▶ **Brano di testo**
· · · · ·
L’infezione da virus D è, ad ogni modo, diffusa in tutto il globo con una stima di circa 10 milioni soggetti affetti dal virus.

Sintomi

L’infezione virale da epatite D acuta può manifestarsi con:

  • Un’infezione acuta dell’epatite B insolitamente grave (coinfezione)
  • L’esacerbazione acuta nei portatori cronici di virus dell’epatite B (sovra infezione)
  • Un decorso aggressivo di un’ infezione cronica da epatite B

I sintomi più comuni dell’epatite delta possono presentare:

Diagnosi

Se si sospetta un’infezione acuta di epatite Delta, si ricorre ai test sierologici. In primis, questa deve essere differenziata da altre malattie che provocano ittero, ossia variazione cromatica della pelle di un color giallastro. Per confermare il caso di epatite, si procede con i seguenti esami volti a identificare se si tratta di epatite A, B o C:

  • Anticorpi IgM contro il virus dell’epatite A (IgM anti-epatite A)
  • Antigene di superficie dell’epatite B (HBsAg)
  • Anticorpi IgM anti-core dell’epatite B (IgM anti-HBc)
  • Anticorpi contro il virus dell’epatite C (anti-epatite C) e la PCR (Polymerase Chain Reaction) dell’epatite C RNA (HCV RNA)
· · · · ·
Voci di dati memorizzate
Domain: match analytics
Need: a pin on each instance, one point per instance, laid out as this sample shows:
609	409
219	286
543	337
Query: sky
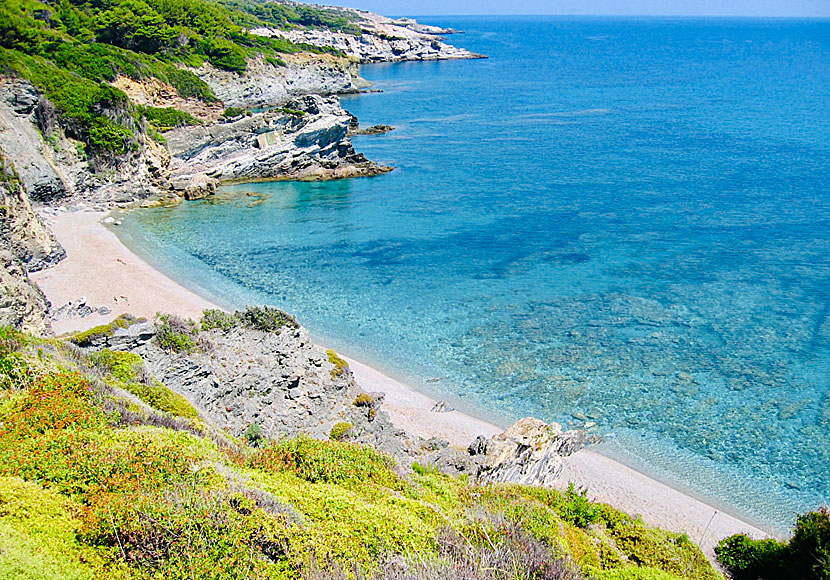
608	7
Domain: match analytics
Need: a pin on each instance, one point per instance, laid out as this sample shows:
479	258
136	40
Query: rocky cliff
306	139
284	384
382	39
267	83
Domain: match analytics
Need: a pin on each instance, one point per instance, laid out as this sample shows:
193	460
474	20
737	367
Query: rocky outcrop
· · · · ·
▶ **Cosa si richiede**
**a.** Secondo il testo sull'epatite D, quante persone si stima siano affette dal virus nel mondo?
**b.** Prosegua il testo sull'epatite D a partire dal punto in cui si interrompe.

▶ **Risposte attese**
**a.** Circa 10 milioni di persone.

**b.**
Nel caso in cui i test sierologici per l’epatite B confermassero l’effettiva infezione nell’organismo e i sintomi fossero gravi, deve essere misurato il titolo degli anticorpi anti-epatite D. L’anti-epatite D confermerebbe un’infezione attiva. Ma attenzione, gli anticorpi potrebbero non essere rintracciabili per alcune settimane dopo la malattia acuta.

Cure

L’unica cura disponibile attualmente è una vera novità ed è disponibile da relativamente poco. Di fatti, ad oggi, è solo grazie alle ricerche condotte sul farmaco bulevirtide che consente, in circa due anni di terapia, di ridurre la proliferazione del virus in maniera efficace e determinante. Il trattamento permette di riportare i valori alla normalità senza dover ricorrere, come in passato, al trapianto, talvolta anche urgente, degli organi compromessi; di solito il fegato. Per iniziare una terapia efficace e sicura contro l’epatite Delta, la prima cosa da fare è recarsi in un Centro epatologico specializzato dove sono in grado di fornire tutte le indicazioni aggiornate sul tipo di cura da seguire.

Farmaco contro epatite delta

Un farmaco per contrastare la progressione del virus fino a poco fa non esisteva. Nella maggior parte dei casi, i pazienti erano costretti a ricorrere al trapianto del fegato, organo maggiormente colpito dall’infezione virale. La buona notizia è giunta con la pubblicazione sul New England Journal of Medicine di una ricerca internazionale che conferma l’efficacia di bulevirtide. Il trattamento, approvato dall’European Medicines Agency e di recente anche dall’Agenzia Italiana del Farmaco è efficace per la cura dell’epatite Delta. I dati ottenuti confermano che a soli 2 anni di tempo dall’inizio del trattamento – che consiste nell’iniettare il farmaco sottocute alla dose di 2 milligrammi una volta al giorno – la carica virale si riduce drasticamente e anche le transaminasi: gli enzimi epatici indicativi del funzionamento del fegato che tornano normali.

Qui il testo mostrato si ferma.